_SUPPLIED TEXT_

Early time prevention is a key factor in delivering long term survival to breast cancer patients; 95% cure rates are possible if its detected in its early stages. X-ray mammography remains the most effective technique to detect non palpable breast tumors. However, ionizing radiations together with breast compression do not lead to comfort in patient treatment. Moreover, 10-30% of tumors are missed by mammography. The significant number of false negatives can be attributed to the presence of a dense glandular tissue around the tumor, absence of microcalcifications in the early stages and tumors located close to the chest wall or underarm. 

In this context, ultrawideband microwave radar technology is an attractive alternative. The general approach is to illuminate the breast with a UWB pulse from a number of antenna locations. The backscattered waves are collected and post-processed to obtain a high resolution dielectric map of the breast. This approach relies on the contrast between the dielectric properties of normal and malignant tissues at microwave frequencies. The intrinsic contrast is estimated to vary from a minimum of 2:1 to a maximum of 10:1, whereas for X-ray is only a few percent.

_EXERCISE TASKS_
[a] According to the passage on breast cancer detection, what share of tumors does mammography miss?
[b] From the passage on breast cancer detection, set down word for word the stretch from "Early time prevention" through "wall or underarm.".
[c] Take the passage on breast cancer detection further, picking up after its final sentence.
The records that follow come from a different source than the passage on breast cancer detection.

_GIVEN ENTRIES_

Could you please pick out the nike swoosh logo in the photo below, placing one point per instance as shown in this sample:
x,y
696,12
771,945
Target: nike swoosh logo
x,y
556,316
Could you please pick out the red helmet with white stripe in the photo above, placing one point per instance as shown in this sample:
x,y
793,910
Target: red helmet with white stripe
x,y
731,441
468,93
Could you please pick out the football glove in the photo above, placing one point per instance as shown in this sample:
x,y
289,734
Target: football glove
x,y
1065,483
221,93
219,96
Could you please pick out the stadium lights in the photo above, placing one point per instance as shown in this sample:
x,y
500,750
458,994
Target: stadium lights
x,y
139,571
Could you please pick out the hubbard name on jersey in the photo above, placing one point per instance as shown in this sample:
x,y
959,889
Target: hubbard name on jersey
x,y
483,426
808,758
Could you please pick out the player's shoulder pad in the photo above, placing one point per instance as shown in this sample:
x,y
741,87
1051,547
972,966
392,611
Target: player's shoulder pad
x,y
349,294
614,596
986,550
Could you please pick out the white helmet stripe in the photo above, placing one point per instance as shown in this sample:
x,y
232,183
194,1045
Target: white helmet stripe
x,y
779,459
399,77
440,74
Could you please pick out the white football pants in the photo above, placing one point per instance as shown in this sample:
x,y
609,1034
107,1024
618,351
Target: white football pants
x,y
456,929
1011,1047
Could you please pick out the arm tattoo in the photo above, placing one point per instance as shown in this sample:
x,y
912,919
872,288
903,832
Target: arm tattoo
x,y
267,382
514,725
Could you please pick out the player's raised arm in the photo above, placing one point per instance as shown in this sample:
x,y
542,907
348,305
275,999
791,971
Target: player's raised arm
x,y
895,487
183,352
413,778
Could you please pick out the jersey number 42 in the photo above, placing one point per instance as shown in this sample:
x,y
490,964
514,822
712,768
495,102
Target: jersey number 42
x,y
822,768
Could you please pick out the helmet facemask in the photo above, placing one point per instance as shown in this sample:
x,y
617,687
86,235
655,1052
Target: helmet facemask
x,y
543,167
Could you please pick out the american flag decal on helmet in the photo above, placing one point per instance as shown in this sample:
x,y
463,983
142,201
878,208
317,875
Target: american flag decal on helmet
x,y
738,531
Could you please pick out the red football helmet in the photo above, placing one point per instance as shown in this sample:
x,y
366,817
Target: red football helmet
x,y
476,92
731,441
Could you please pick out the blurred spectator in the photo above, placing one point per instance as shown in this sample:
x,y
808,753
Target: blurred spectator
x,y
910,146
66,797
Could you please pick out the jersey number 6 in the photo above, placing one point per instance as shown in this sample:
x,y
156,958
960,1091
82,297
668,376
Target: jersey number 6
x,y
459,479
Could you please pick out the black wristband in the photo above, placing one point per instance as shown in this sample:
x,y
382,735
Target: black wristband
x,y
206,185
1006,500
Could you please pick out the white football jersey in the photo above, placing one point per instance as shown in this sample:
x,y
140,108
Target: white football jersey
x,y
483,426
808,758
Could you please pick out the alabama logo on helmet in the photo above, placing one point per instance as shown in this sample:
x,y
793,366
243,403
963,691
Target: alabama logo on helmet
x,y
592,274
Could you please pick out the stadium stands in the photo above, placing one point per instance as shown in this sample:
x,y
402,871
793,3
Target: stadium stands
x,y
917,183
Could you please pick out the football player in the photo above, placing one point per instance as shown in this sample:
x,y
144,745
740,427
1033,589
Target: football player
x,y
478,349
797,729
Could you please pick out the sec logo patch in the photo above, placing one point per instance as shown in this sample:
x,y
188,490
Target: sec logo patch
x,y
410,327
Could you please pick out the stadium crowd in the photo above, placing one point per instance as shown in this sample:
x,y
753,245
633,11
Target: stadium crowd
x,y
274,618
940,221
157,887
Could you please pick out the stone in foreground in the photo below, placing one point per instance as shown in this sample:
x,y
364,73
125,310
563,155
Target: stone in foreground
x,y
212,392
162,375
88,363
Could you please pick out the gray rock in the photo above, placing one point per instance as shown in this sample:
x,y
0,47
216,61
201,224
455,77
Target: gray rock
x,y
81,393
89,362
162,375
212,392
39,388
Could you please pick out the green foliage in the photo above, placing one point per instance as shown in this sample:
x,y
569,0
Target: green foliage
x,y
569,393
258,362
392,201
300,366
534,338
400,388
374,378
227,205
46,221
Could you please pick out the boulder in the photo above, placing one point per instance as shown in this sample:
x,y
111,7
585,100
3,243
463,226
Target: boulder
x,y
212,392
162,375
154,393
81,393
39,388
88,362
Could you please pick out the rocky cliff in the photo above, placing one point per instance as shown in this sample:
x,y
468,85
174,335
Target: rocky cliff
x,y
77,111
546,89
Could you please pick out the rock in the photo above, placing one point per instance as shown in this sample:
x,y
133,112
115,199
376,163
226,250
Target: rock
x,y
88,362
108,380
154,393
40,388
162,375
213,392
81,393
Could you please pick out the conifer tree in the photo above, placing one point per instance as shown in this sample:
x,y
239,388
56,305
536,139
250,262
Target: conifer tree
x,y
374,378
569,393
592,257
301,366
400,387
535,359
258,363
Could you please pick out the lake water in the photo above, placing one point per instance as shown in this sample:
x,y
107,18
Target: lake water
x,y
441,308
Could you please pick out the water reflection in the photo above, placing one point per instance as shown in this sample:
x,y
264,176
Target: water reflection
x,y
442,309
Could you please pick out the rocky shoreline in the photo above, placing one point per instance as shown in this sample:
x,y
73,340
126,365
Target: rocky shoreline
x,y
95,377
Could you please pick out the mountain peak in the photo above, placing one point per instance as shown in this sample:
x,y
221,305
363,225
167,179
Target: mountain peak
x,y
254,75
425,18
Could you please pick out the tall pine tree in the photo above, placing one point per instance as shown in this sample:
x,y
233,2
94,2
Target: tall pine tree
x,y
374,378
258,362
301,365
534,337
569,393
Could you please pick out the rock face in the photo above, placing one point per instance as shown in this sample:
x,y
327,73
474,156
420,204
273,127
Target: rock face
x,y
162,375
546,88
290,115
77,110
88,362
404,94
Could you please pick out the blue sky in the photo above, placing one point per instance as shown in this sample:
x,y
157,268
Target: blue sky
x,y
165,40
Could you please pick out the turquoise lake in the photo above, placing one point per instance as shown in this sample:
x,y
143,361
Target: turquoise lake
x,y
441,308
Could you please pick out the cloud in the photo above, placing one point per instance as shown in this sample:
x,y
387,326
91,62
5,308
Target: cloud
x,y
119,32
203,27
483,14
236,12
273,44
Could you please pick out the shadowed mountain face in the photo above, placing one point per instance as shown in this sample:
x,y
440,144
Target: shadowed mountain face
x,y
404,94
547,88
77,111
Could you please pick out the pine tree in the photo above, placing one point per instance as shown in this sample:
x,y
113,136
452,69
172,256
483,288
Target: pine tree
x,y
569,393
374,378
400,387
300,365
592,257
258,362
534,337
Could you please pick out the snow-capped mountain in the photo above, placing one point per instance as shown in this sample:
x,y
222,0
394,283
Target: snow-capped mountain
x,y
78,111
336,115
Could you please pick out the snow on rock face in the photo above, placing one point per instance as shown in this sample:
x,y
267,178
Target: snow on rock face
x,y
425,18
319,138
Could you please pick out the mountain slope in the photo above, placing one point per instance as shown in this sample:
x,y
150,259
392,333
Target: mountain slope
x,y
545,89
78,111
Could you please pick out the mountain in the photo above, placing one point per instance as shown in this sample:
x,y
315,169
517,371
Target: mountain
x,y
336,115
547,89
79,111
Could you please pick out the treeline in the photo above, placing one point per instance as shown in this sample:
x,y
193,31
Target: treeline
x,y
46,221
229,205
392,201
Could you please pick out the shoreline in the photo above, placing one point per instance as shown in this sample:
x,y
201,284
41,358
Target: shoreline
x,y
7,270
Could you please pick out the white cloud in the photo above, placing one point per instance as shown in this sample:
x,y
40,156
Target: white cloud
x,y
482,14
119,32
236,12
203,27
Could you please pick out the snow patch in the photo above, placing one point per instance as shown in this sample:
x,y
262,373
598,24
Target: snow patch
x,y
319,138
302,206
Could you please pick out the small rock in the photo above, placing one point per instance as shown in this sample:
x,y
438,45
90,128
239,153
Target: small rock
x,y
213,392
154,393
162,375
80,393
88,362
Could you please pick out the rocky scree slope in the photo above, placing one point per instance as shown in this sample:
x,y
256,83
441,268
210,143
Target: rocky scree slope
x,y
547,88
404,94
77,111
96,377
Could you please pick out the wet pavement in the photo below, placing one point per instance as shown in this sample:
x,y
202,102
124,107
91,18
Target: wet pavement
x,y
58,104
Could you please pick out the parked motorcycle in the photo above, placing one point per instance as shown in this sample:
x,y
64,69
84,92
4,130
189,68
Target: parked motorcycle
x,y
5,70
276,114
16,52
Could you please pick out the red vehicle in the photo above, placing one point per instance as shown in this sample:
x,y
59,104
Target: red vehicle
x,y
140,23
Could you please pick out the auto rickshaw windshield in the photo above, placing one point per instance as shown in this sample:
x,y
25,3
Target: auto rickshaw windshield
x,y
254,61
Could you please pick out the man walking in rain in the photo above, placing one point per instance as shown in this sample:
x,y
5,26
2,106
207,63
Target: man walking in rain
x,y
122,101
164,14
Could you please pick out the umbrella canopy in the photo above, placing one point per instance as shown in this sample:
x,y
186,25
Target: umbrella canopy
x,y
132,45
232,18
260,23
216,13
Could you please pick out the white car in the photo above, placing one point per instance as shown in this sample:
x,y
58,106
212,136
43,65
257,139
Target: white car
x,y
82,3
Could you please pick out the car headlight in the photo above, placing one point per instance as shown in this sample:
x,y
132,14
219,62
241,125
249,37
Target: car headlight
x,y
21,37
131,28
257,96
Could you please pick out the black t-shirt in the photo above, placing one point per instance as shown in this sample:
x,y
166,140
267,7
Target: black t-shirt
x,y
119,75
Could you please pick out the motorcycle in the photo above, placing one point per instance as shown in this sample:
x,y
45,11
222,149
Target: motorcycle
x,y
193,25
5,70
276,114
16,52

_ANSWERS PROVIDED_
[a] Mammography misses 10-30% of tumors.

[b]
Early time prevention is a key factor in delivering long term survival to breast cancer patients; 95% cure rates are possible if its detected in its early stages. X-ray mammography remains the most effective technique to detect non palpable breast tumors. However, ionizing radiations together with breast compression do not lead to comfort in patient treatment. Moreover, 10-30% of tumors are missed by mammography. The significant number of false negatives can be attributed to the presence of a dense glandular tissue around the tumor, absence of microcalcifications in the early stages and tumors located close to the chest wall or underarm.

[c]
Based on these considerations, we investigate the design of a low cost CMOS integrated circuit that can be connected to an array of antennas to perform monostatic or bistatic measurements. Each IC acts as a transceiver, generating stepped frequency waveforms and collecting back the scattered signals from the breast. By means of inverse Fourier transform time-domain waveforms are obtained. From the waveform and the time of flight of the back scattered pulses it is possible to derive information on the reflecting objects, such that their distance and size.